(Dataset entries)
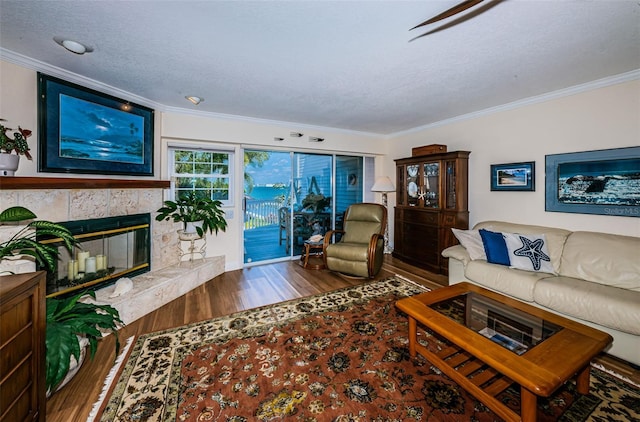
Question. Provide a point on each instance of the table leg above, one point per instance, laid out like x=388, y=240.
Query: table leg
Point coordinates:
x=306, y=255
x=582, y=380
x=528, y=405
x=413, y=336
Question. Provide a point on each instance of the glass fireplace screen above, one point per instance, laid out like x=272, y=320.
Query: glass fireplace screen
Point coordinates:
x=109, y=248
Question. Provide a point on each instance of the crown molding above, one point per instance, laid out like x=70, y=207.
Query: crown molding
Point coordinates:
x=255, y=120
x=576, y=89
x=58, y=72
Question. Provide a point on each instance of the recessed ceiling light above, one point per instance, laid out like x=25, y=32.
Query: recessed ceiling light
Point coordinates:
x=195, y=100
x=73, y=46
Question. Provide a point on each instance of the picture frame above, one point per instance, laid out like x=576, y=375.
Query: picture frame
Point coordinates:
x=85, y=131
x=605, y=182
x=513, y=176
x=352, y=180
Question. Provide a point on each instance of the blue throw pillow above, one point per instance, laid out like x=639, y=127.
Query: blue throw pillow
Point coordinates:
x=495, y=247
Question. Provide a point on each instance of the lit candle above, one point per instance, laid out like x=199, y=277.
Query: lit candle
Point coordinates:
x=101, y=262
x=82, y=257
x=90, y=264
x=71, y=269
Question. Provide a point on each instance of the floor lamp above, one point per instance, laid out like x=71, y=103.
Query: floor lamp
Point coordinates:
x=384, y=185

> [Direction]
Extract, unchanged, the lines of the data from the line containing "Question. Provide a point on each instance of the recessed" through the end of the data, both ends included.

> [Result of the task]
Question. Provide a point on each instance of the recessed ceiling light above, one point per instance, laid out like x=25, y=32.
Query: recessed ceiling light
Point coordinates:
x=195, y=100
x=73, y=46
Question. Provide a point on each instance of the picture frame above, one point per instance, laid out like x=576, y=375.
Query: picture frame
Point coordinates:
x=85, y=131
x=605, y=182
x=513, y=176
x=352, y=180
Question. Provide a point on each instance of the blue throw pillow above, one point per instance, laid out like x=639, y=127.
Query: blue throw pillow
Point coordinates:
x=495, y=247
Question. Provide a point on each instance of the lit candle above, one point per instance, laid out like x=199, y=277.
Query: lit candle
Point coordinates:
x=101, y=262
x=82, y=257
x=90, y=264
x=71, y=269
Question. Provide a point on each instance of the floor lamp above, one point per instance, laid out like x=71, y=103.
Query: floor lamp
Point coordinates:
x=384, y=185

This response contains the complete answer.